Your goal: Write out the data below in full. Keep it exact.

►

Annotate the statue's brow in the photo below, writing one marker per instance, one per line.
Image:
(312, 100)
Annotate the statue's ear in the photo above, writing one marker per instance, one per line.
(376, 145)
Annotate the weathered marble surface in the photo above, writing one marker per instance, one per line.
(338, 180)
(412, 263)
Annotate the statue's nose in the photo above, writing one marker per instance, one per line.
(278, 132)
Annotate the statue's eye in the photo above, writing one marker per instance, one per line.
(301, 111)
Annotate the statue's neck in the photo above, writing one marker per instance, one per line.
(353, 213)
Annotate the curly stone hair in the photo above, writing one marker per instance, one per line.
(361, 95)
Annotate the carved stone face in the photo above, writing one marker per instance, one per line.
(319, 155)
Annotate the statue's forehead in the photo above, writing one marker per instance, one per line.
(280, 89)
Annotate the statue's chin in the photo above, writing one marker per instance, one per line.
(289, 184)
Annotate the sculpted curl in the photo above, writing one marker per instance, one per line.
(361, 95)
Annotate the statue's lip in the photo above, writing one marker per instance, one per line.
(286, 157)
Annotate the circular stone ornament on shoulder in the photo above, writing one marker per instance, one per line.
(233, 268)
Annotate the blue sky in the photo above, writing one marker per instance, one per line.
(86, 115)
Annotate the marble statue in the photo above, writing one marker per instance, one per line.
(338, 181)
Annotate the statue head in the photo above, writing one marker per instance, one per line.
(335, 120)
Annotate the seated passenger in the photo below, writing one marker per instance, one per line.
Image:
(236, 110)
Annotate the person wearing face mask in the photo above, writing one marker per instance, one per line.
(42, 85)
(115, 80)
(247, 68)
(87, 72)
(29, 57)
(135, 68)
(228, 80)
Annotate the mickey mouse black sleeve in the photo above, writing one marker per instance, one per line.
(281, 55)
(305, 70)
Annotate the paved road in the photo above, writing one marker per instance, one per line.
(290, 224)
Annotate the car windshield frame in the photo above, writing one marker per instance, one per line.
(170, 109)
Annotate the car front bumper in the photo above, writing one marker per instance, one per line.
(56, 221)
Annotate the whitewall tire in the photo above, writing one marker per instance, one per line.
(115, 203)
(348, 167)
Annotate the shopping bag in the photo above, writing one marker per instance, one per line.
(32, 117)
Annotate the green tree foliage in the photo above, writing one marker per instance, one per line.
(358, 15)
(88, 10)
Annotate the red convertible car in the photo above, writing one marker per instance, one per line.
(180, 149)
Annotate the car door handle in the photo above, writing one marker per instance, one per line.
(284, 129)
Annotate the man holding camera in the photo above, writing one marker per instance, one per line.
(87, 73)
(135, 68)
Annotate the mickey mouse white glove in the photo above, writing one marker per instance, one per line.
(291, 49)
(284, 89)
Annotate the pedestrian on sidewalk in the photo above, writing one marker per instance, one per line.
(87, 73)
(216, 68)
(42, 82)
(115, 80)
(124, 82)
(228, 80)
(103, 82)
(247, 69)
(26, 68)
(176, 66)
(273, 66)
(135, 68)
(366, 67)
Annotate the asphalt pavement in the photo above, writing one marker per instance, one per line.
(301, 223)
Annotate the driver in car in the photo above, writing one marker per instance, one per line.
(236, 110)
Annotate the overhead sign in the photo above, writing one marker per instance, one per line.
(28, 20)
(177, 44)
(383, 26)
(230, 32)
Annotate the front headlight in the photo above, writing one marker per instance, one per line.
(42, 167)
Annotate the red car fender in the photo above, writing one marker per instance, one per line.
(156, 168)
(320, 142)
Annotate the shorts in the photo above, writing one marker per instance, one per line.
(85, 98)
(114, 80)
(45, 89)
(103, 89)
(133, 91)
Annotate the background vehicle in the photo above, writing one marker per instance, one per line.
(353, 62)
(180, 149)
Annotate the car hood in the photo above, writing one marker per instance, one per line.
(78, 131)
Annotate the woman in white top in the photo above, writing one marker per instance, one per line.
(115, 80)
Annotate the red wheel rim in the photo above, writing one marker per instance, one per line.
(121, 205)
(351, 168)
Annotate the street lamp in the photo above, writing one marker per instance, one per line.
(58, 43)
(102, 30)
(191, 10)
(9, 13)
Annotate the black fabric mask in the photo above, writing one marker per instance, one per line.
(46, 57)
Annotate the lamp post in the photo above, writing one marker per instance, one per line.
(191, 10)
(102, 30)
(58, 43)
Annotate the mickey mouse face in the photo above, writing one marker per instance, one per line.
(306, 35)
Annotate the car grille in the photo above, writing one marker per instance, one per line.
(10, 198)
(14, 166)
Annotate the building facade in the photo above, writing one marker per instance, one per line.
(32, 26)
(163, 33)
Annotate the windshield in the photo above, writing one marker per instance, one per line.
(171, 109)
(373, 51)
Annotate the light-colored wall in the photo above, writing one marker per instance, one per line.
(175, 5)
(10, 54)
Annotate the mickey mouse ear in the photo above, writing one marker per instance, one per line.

◄

Solution for this task:
Annotate the statue's brow in the photo below, writing one marker per instance, one per line.
Image:
(312, 100)
Annotate the statue's ear in the photo above, writing one marker per instance, one per line.
(376, 145)
Annotate the weathered marble surface in the photo above, writing one marker per instance, one per line.
(338, 180)
(412, 263)
Annotate the statue's nose in the photo above, writing one marker per instance, one per line.
(278, 132)
Annotate the statue's eye in the photo above, writing one marker per instance, one per line.
(301, 111)
Annotate the statue's neck in the photo above, writing one marker per instance, one per line.
(353, 213)
Annotate the curly stone hair in the photo above, writing one marker per instance, one per line.
(361, 95)
Annotate the carved stone face in the photo above, writing one marker per instance, one per line.
(319, 155)
Annotate the statue's forehead in the photo above, writing one marker per instance, one per line.
(280, 89)
Annotate the statue's chin in the photo above, writing one marker per instance, one per line.
(289, 184)
Annotate the sculpted curl in the photo above, writing one marker per instance, one per line.
(361, 95)
Annotate the statue's lip in the photo above, writing one marker per instance, one per line.
(286, 157)
Annotate the circular stone ornament on shoulder in the photo above, writing one marker per instance, one per line.
(233, 268)
Annotate the blue sky in the photo above, writing one marker per instance, one per line.
(86, 115)
Annotate the marble statue in the photo above, writing one marker per instance, one per line.
(338, 181)
Annotate the statue head in the photo above, writing one marker per instance, one per line.
(335, 120)
Annotate the seated passenger in the photo below, writing one marker per instance, one per line.
Image:
(236, 110)
Annotate the person wearing face mask in the photo above, writing one marker per instance, one per line.
(42, 85)
(115, 80)
(247, 68)
(87, 72)
(29, 57)
(135, 68)
(228, 80)
Annotate the mickey mouse black sleeve in the photo above, writing one marker per instance, one per line.
(281, 55)
(305, 70)
Annotate the paved road in the photo above, writing one marker per instance, one per line.
(290, 224)
Annotate the car windshield frame in the photo above, writing one marker per instance, one per line.
(170, 109)
Annotate the car front bumper in the photo above, writing one marker per instance, one per line.
(56, 221)
Annotate the whitewall tire in the photo above, writing one marker per instance, one per line.
(115, 203)
(348, 167)
Annotate the shopping bag in the photo above, writing one marker per instance, one per line.
(32, 117)
Annotate the green tree foliage in the photo above, writing one marker per instance, one per line.
(358, 15)
(88, 10)
Annotate the red convertible car in the photo above, writing one marker per instance, one per line.
(180, 149)
Annotate the car door handle in the photo above, writing one marker per instance, one per line.
(284, 129)
Annotate the man holding camera in the photo above, writing one marker per instance, one per line.
(87, 73)
(135, 68)
Annotate the mickey mouse white glove in the photo above, writing one marker per instance, one per line.
(291, 49)
(284, 89)
Annotate the pedestrian on sidewalk in the photo above, writing one marker per instance, one per line.
(87, 73)
(216, 68)
(42, 82)
(115, 80)
(124, 82)
(228, 80)
(103, 82)
(247, 69)
(26, 68)
(176, 66)
(273, 66)
(135, 68)
(366, 67)
Annotate the asphalt pavement in the photo above, writing one marker per instance, one per line.
(301, 223)
Annotate the driver in car in the photo above, writing one marker per instance, one per line.
(236, 110)
Annotate the overhead sign in the photo above, writing one marker per instance, one per line.
(28, 20)
(177, 44)
(383, 26)
(230, 32)
Annotate the front headlight in the photo above, writing one marker per instance, one per line.
(42, 167)
Annotate the red car fender in the photo above, writing one marker per instance, one per line.
(156, 168)
(320, 142)
Annotate the shorts in the photo above, writing one marker per instance, one per line.
(85, 98)
(114, 80)
(45, 89)
(103, 89)
(133, 91)
Annotate the background vehicle in the photo above, writing one marker per instance, one per line.
(353, 62)
(180, 149)
Annotate the car hood in the photo above, writing one marker per instance, one per line.
(78, 131)
Annotate the woman in white top in the photo above, writing one marker per instance, one per line.
(115, 80)
Annotate the red wheel rim in the photo above, writing one marker per instance, one per line.
(121, 205)
(351, 168)
Annotate the street lamp in the photo above, writing one marker per instance, one per line.
(58, 43)
(102, 30)
(191, 10)
(9, 13)
Annotate the black fabric mask in the photo above, writing one marker per instance, one per line.
(46, 57)
Annotate the lamp post in the photo above, writing one marker per instance, one per line.
(191, 10)
(102, 30)
(58, 43)
Annotate the mickey mouse face in the photo above, writing one marker per instance, one per line.
(306, 35)
Annotate the car grille in the photo above, writing one marker per instance, one per line.
(10, 198)
(14, 166)
Annotate the building facade in the photo above, writing one marker per instance, one per line.
(32, 26)
(163, 33)
Annotate the windshield in the photo above, writing one marker per instance, one per line.
(171, 109)
(373, 51)
Annotate the light-colored wall in the photo above, writing one marker per instance, one per line.
(175, 5)
(10, 54)
Annotate the mickey mouse ear in the photo above, writing one marker per instance, one per line.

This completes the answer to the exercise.